Written problem a: Edit the passage on distance functions by reproducing everything from "The notion of" down to "points in the space." with "essential" replaced by "central".

# start of Text passage

In my last blogpost, I showed some visualizations generated by usage data from our tool Mirador. These visualizations rely on the calculation of a “distance” between variables in a dataset, and Information Theory allows us to define such distance, as we will see below.

The notion of distance is essential to most visual representations of data, and we are intuitively– possibly innately– familiar with it. If we are in two or three dimensional space, we can use the Euclidean distance between two points `p_{1}=(x_{1}, y_{1})` and `p2=(x_{2}, y_{2})`, defined as `d(p_{1}, p_{2}) = sqrt((x_{1} – x_{2})^2 + (y_{1} – y_{2})^2)`, to determine the distance between any pair of points in the space.

But how do we define “distance” between more abstract entities, such as random variables? Mathematically, a distance function in an arbitrary set is a function that gives a real number for any pair of objects from the set, and satisfies the following “metric” properties:

- `d(p, p) = 0` for any `p`. The distance of any element with itself is always zero.
- `d(p, q) = 0` if and only if `p = q`. The distance between two objects can only be zero when the two objets are identical, and vice versa.
- `d(p, q) \leq d(p, w) + d(w, q)`. This last property is called the
*triangle inequality*, and geometrically means that the distance traversed between two objects `p` and `q` is always less than traversing through an intermediate object `w`:

Any function that satisfies these three properties is called a distance. The Euclidean distance discussed before is one such function, but there are other distance functions in 2-D or 3-D space that are not Euclidean, for example the Manhattan and Chebyshev distances.

Thus, if we are in the 2-D or 3-D spaces there are several distance functions we can use to quantify how far apart are pairs of elements from each other. However, if we are working with sets of elements that are not 2-D or 3-D vectors, it can be harder to get a sense of “distance” between “points” in the space. I found it very interesting that we can actually define a proper distance function between arbitrary random variables. In a previous post, I did an informal introduction of the Shannon Entropy `H(X)`, a mathematical measure of the amount of “surprise” received upon measuring a random variable `X`. This definition led us to the concept of mutual information `I(X, Y)`, which quantifies the level of statistical dependency between two variables `X` and `Y`.

We concluded that `I(X, Y) = H(X) + H(Y) – H(X, Y)`, which we can visualize as the area shared between the marginal entropies `H(X)` and `H(Y)`, as depicted in this diagram.

The mutual information varies between `0`, when the two variables are independent, and `H(X, Y)`, when they are statistically identical. So what about the remainder of subtracting `I(X, Y)` from the joint entropy `H(X, Y)`? It is `0` when the variables are identical, and takes the maximum value `H(X, Y)` when they are totally unrelated. Could it be then that the following quantity:

`D(X, Y) = H(X, Y) – I(X, Y)`

is our distance function? We can use a simple Venn diagram to represent this function graphically:

The smaller the intersection is (the less correlated the variables are) then the larger the area of the disjoint pieces will be, and so the distance `D(X, Y)`. When the variables are entirely uncorrelated, then the intersection is empty and the distance reaches its maximum value `H(X, Y)`.

In order to find out, we need to prove that this function does indeed satisfy the three metric properties. From the Venn diagram itself we can quickly verify the first two: when the two circles are completely overlapping, then the difference between area of the intersection and the area of the union is exactly `0`, which means that `D(X, X) = 0`. We already discussed that if two variables are statistically identical then the mutual information is equal to the joint entropy and so `D(X, Y) = 0`. For the converse, we just need to note that if the area of the intersection is the same as that of the union, then the only possibility is that the two ellipses are coincident, hence `X = Y`.

# end of Text passage

Written problem b: Select every row below that contains the word "quilt" and copy each of those rows.

# start of Input

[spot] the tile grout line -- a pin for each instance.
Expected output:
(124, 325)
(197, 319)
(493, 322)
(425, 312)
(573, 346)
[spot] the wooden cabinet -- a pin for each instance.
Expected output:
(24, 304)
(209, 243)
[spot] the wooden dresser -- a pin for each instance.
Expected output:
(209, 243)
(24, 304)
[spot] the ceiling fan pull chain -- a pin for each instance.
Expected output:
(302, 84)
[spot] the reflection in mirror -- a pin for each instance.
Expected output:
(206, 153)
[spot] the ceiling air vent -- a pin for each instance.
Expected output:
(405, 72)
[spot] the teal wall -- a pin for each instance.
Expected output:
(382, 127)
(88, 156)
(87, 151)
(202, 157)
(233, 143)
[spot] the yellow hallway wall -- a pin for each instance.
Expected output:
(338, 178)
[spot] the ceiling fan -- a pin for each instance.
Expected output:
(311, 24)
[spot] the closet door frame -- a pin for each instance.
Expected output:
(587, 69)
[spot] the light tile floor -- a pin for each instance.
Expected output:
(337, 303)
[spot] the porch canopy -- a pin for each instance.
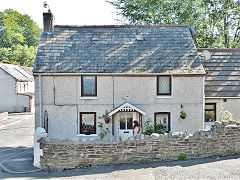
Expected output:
(126, 107)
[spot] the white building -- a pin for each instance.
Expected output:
(133, 72)
(16, 88)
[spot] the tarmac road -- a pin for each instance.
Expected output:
(16, 136)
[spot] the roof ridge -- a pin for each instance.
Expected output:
(219, 49)
(119, 26)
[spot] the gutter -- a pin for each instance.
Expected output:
(222, 97)
(118, 74)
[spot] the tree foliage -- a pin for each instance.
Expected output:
(19, 38)
(217, 22)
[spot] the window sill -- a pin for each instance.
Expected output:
(91, 135)
(163, 97)
(89, 98)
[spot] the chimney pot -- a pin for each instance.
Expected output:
(48, 22)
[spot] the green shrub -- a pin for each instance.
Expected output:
(182, 157)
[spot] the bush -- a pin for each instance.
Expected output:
(182, 157)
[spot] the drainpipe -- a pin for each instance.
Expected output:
(40, 98)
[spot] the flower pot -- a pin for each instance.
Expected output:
(182, 116)
(107, 120)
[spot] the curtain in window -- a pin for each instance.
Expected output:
(89, 85)
(163, 85)
(162, 122)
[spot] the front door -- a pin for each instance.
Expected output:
(125, 124)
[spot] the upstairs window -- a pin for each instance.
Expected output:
(163, 85)
(87, 123)
(88, 86)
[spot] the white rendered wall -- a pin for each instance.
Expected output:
(64, 103)
(9, 100)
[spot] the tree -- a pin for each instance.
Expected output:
(19, 38)
(216, 21)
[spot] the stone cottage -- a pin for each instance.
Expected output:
(134, 72)
(16, 88)
(222, 83)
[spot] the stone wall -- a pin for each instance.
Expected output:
(223, 139)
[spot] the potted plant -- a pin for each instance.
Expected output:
(103, 131)
(88, 130)
(106, 117)
(183, 115)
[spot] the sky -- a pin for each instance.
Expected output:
(66, 12)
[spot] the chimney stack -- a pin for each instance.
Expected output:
(48, 21)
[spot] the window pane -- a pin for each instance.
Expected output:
(122, 123)
(210, 116)
(129, 123)
(89, 85)
(88, 123)
(162, 122)
(163, 85)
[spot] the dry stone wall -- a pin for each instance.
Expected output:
(223, 139)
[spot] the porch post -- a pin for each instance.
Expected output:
(113, 124)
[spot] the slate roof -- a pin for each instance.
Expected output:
(16, 72)
(222, 73)
(118, 49)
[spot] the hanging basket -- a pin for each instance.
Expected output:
(107, 120)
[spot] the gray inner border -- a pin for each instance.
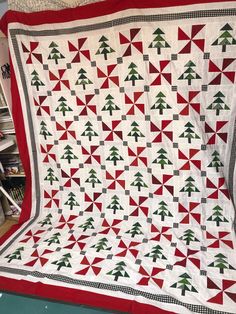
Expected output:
(91, 27)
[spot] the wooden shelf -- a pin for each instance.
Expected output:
(6, 143)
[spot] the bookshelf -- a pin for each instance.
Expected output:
(12, 177)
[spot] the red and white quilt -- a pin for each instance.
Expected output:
(125, 116)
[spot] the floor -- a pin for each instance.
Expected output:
(12, 303)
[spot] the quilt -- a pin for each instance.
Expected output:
(125, 118)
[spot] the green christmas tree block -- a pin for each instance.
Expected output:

# end of Input

Task result a:
The notion of distance is central to most visual representations of data, and we are intuitively– possibly innately– familiar with it. If we are in two or three dimensional space, we can use the Euclidean distance between two points `p_{1}=(x_{1}, y_{1})` and `p2=(x_{2}, y_{2})`, defined as `d(p_{1}, p_{2}) = sqrt((x_{1} – x_{2})^2 + (y_{1} – y_{2})^2)`, to determine the distance between any pair of points in the space.

Task result b:
[spot] the red and white quilt -- a pin for each instance.
[spot] the quilt -- a pin for each instance.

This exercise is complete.